* Start DATASET EXCERPTS *

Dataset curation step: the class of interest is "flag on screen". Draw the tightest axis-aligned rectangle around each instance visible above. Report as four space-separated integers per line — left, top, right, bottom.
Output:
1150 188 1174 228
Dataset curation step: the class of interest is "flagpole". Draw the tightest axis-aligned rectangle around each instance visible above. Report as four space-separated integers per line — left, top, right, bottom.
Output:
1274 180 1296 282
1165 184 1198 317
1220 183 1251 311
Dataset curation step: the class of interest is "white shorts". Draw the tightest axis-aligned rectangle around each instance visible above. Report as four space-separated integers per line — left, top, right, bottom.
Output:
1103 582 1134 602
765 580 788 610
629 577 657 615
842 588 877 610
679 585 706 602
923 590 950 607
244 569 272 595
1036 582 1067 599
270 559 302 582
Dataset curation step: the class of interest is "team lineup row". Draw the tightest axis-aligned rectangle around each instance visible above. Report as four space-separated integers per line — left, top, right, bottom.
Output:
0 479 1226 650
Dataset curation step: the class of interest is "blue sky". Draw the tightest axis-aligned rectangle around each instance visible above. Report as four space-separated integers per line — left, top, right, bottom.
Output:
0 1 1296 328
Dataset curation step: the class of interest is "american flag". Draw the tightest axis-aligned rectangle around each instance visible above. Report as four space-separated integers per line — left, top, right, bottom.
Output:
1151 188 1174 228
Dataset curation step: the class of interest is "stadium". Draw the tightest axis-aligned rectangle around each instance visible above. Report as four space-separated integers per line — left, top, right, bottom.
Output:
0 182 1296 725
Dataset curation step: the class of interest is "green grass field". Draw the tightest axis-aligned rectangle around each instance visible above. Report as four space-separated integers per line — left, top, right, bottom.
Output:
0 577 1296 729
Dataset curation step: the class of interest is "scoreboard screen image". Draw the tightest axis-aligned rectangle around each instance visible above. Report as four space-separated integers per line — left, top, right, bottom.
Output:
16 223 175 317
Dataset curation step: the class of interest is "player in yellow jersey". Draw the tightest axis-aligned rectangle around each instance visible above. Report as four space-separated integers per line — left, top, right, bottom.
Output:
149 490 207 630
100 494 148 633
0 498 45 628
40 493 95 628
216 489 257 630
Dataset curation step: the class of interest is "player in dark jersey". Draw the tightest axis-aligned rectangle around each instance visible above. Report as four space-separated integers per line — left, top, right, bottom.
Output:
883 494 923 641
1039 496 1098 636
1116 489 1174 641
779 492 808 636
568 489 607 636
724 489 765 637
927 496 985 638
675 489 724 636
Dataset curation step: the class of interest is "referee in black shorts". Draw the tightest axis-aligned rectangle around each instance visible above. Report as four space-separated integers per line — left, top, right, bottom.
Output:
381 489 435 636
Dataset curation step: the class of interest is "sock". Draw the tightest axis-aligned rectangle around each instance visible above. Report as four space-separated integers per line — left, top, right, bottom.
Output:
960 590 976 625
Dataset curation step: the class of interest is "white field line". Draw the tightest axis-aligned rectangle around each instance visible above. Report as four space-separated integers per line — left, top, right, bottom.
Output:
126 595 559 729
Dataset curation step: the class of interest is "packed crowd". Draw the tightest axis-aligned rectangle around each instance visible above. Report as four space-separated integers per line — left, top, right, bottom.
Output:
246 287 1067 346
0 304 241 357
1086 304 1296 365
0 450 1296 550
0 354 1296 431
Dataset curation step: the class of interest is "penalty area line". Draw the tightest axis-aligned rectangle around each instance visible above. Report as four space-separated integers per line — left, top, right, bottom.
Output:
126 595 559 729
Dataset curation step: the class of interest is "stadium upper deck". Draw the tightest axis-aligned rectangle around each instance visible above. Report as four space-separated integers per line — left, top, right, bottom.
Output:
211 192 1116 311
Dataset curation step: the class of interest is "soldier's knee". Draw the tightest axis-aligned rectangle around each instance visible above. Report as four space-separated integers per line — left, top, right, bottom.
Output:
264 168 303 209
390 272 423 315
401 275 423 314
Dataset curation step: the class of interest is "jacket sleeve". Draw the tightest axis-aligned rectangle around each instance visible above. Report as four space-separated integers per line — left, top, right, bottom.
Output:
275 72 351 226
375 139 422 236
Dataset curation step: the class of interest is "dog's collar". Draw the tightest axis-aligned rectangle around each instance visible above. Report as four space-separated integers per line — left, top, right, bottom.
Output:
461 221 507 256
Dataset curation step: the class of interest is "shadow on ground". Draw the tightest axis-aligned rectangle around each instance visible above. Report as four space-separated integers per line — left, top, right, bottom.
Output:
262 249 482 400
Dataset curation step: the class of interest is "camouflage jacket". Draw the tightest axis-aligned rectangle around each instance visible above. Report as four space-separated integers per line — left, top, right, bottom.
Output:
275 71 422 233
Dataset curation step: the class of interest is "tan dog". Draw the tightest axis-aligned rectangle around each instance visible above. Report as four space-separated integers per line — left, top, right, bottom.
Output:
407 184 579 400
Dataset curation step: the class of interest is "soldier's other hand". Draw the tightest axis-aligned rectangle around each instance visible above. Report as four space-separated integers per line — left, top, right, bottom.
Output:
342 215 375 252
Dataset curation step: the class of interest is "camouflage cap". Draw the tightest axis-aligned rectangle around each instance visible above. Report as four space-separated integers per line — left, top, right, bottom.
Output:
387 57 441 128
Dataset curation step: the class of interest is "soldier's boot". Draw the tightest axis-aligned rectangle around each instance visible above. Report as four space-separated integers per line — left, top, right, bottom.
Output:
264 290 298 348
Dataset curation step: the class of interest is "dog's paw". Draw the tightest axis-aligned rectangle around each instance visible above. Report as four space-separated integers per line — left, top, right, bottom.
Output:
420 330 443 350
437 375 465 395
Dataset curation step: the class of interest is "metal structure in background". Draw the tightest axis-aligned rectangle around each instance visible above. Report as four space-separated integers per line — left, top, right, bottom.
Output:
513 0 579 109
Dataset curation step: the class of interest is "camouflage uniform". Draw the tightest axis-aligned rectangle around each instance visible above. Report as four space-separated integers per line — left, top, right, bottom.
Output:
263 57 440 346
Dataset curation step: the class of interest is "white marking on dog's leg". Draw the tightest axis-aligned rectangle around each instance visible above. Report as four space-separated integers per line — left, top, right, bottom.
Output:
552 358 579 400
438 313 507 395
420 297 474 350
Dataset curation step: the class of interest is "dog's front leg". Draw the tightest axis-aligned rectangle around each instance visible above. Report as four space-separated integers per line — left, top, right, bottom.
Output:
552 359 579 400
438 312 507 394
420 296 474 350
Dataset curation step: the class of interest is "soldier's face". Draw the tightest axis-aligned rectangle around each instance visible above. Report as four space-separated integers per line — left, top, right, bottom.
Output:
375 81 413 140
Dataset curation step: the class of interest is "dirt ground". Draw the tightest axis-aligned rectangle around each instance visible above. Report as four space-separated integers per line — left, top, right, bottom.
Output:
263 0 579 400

* End DATASET EXCERPTS *
* Start DATASET EXCERPTS *

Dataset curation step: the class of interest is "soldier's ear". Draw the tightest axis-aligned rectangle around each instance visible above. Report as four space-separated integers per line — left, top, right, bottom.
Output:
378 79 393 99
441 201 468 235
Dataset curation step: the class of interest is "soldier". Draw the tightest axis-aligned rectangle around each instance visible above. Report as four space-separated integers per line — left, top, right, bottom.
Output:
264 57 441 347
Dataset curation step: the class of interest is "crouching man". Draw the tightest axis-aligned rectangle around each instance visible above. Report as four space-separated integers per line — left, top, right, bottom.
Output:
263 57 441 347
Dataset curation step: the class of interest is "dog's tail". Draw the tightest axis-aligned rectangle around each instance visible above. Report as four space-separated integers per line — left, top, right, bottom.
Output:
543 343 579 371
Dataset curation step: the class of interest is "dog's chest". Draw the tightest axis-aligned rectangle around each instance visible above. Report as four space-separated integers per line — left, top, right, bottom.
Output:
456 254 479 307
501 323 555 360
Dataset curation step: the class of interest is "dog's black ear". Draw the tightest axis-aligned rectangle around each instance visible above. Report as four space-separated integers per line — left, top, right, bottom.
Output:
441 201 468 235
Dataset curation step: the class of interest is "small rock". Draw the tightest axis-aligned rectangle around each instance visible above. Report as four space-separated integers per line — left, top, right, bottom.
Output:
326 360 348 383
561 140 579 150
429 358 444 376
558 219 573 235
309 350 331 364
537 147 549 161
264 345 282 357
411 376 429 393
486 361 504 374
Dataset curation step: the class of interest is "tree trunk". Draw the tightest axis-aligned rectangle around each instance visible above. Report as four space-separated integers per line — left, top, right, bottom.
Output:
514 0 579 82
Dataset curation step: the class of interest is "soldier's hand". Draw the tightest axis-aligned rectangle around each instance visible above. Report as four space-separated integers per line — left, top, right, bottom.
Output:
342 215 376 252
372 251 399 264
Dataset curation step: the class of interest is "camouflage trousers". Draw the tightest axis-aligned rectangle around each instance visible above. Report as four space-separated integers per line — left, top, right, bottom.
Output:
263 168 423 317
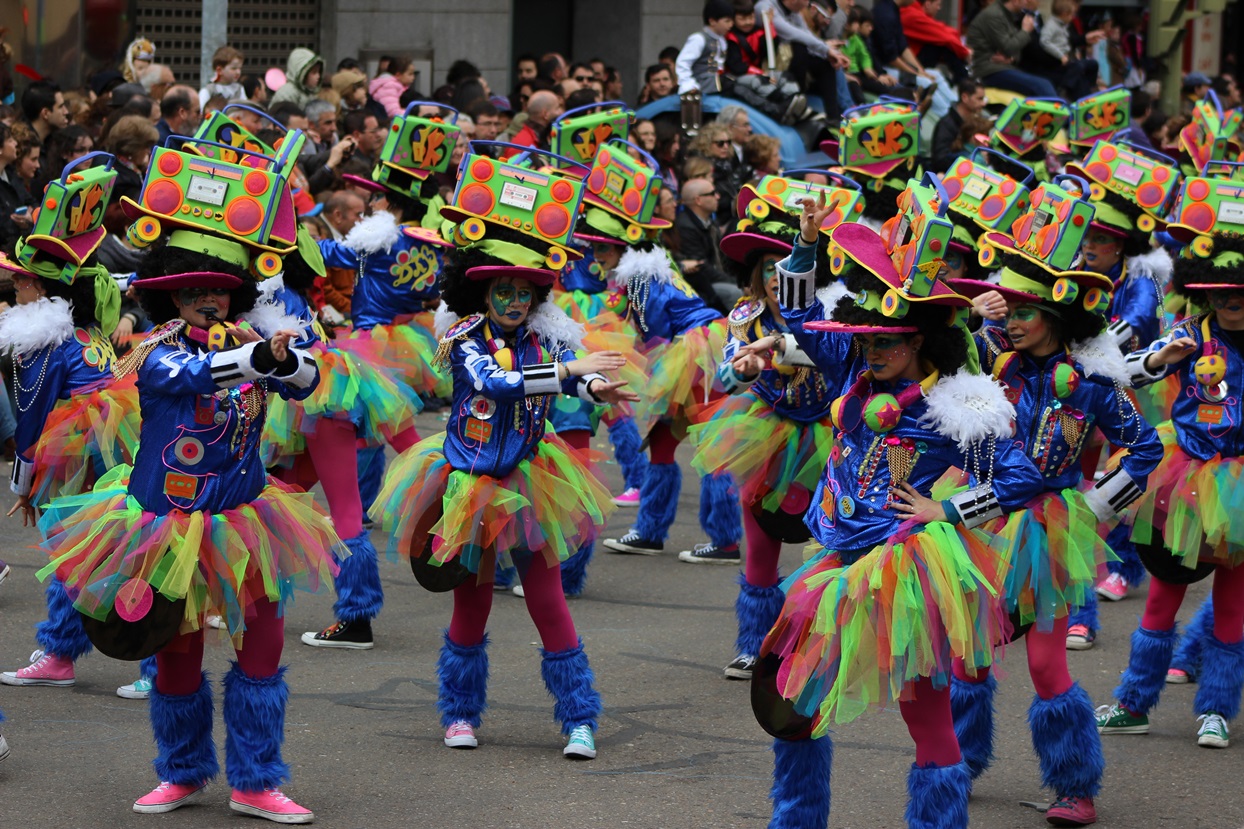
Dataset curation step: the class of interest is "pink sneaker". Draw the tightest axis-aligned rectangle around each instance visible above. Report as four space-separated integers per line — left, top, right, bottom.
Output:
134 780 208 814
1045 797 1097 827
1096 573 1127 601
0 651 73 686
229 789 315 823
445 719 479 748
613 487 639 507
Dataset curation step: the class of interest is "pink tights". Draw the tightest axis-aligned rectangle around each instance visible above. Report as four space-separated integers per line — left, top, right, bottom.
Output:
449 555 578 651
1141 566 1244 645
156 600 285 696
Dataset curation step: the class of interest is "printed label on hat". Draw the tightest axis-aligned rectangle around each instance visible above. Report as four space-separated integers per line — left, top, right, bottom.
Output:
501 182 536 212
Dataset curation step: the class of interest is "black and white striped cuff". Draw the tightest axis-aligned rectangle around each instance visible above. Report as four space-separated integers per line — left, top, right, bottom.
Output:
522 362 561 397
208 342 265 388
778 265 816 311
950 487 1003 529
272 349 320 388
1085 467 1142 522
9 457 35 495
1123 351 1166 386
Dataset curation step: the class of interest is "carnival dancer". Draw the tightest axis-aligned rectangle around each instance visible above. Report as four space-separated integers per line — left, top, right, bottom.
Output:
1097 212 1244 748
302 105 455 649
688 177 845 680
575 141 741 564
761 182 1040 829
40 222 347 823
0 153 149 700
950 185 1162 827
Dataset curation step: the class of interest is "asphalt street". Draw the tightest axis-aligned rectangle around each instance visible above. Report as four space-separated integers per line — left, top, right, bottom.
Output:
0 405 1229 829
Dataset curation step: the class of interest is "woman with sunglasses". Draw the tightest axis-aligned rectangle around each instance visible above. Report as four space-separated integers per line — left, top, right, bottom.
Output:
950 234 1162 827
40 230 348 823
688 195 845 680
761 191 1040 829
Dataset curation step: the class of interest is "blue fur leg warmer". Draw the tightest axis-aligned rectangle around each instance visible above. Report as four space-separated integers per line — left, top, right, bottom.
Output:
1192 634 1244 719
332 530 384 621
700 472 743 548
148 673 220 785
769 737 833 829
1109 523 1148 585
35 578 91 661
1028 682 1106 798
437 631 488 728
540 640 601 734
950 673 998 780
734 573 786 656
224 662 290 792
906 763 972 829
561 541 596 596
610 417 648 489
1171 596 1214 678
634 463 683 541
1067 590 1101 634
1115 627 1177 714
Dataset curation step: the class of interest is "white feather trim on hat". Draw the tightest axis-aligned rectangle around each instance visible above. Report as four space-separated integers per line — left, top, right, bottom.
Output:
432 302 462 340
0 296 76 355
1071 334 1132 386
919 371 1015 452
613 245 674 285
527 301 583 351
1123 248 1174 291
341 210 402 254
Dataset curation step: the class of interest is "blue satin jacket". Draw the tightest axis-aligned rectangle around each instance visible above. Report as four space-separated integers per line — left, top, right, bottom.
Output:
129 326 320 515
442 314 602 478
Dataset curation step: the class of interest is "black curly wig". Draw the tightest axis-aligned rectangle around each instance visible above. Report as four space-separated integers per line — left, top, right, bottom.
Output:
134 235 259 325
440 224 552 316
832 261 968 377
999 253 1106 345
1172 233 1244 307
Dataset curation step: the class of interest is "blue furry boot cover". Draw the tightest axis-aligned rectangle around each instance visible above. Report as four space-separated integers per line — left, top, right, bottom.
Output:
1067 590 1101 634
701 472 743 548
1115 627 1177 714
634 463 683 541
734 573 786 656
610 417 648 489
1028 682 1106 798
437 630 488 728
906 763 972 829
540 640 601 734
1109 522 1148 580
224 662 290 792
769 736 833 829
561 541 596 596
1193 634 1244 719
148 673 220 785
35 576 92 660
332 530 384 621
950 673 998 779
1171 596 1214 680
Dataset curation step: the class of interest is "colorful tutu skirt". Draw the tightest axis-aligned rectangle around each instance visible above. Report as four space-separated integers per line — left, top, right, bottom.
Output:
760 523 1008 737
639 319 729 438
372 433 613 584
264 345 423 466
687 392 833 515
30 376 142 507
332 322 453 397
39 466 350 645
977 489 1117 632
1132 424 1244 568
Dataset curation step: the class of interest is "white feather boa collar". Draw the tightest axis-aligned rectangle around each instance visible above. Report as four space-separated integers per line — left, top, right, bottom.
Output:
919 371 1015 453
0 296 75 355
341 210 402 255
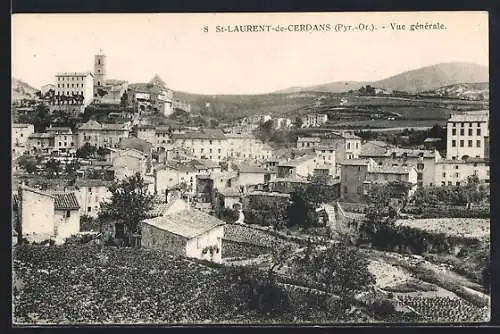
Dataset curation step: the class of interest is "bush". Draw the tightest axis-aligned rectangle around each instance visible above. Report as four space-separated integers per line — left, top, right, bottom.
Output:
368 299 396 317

* End DATASET EXCERPTS *
* Start DATASET EXCERPTS *

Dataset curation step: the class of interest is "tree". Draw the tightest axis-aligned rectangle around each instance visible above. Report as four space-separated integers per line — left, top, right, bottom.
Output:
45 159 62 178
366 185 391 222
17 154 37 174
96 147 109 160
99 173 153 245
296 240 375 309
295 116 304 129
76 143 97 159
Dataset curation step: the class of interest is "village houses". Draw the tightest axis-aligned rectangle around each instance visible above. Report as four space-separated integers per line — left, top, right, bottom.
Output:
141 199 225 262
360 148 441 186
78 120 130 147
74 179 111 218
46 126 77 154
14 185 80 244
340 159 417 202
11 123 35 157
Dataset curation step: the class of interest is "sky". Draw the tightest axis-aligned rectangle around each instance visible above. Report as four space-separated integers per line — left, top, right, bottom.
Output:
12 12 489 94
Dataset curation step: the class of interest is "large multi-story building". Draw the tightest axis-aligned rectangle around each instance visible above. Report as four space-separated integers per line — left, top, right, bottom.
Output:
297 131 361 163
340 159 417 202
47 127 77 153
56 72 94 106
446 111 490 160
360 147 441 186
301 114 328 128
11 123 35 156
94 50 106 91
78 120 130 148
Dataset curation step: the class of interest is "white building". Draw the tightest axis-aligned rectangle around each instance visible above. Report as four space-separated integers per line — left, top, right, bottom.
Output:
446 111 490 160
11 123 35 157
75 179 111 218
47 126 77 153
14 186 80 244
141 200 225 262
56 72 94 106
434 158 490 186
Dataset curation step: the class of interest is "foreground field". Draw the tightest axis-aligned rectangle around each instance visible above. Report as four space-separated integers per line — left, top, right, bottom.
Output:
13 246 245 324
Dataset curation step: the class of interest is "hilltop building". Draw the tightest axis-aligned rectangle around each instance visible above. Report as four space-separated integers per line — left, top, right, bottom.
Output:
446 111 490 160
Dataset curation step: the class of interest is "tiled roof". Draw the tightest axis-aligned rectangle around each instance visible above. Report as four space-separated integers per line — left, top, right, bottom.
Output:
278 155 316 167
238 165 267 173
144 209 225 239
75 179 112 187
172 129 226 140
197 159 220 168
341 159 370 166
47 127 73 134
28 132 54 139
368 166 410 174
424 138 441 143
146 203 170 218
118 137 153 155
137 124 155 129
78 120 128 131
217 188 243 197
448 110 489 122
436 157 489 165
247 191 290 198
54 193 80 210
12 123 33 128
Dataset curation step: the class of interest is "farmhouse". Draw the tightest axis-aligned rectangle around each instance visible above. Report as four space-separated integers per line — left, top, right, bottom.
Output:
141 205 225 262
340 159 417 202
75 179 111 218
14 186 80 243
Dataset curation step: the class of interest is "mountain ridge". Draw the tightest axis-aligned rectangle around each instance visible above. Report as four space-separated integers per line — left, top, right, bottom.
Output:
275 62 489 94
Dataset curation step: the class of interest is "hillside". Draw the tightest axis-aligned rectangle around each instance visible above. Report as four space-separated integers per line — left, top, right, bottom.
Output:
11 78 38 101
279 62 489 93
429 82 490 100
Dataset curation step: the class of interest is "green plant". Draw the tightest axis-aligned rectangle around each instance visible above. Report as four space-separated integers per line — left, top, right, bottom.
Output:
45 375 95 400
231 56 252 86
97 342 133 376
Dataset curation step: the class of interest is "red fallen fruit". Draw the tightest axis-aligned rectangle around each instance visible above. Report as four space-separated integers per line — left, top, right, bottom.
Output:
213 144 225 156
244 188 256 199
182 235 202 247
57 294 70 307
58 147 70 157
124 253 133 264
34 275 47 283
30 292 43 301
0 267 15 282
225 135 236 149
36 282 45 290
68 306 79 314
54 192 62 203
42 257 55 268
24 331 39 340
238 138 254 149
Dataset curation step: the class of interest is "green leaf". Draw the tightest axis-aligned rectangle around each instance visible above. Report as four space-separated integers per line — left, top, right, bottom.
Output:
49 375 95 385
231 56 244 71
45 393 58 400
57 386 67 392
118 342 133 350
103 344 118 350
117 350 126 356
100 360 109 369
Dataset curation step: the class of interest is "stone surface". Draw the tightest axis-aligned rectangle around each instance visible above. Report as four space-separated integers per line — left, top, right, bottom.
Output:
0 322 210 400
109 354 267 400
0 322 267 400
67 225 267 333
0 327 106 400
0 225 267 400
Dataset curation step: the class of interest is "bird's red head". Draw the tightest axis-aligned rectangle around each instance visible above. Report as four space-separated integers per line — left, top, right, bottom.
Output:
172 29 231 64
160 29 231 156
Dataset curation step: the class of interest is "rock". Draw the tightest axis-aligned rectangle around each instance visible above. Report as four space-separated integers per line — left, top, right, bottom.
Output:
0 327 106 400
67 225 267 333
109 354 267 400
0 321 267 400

* End DATASET EXCERPTS *

_GOAL_
Copy the lines of the records starting at the line containing "and white striped" and ending at the line containing "0 405 1229 829", inclusive, exactly as they stand.

_FULL SOLUTION_
Dataset curation step: the class of interest is "black and white striped cuff". Draw the tightest axis-aligned rectangle around each instance visible above. Report as four space-separated integers per line — left, top, right, bottom.
Output:
522 362 561 397
208 342 265 388
778 265 816 311
950 487 1003 529
272 349 320 388
1085 467 1142 522
9 457 35 495
1123 351 1166 386
Dataset curation step: the class of interest is "carnival dancer". Draw the tightest axis-aligned rectangle around each instance visible above. Report as four space-separated integers per line — left, top, right, bottom.
Output:
1097 212 1244 748
302 105 455 649
688 177 845 680
575 141 741 564
761 182 1040 829
40 222 347 823
0 153 149 700
950 185 1162 827
Dataset curation step: the class of interest is "asphalt street". Draw the tightest axis-aligned rectangle around each instance visible above. Report as four space-separated integers per line — left, top, right, bottom.
Output:
0 405 1229 829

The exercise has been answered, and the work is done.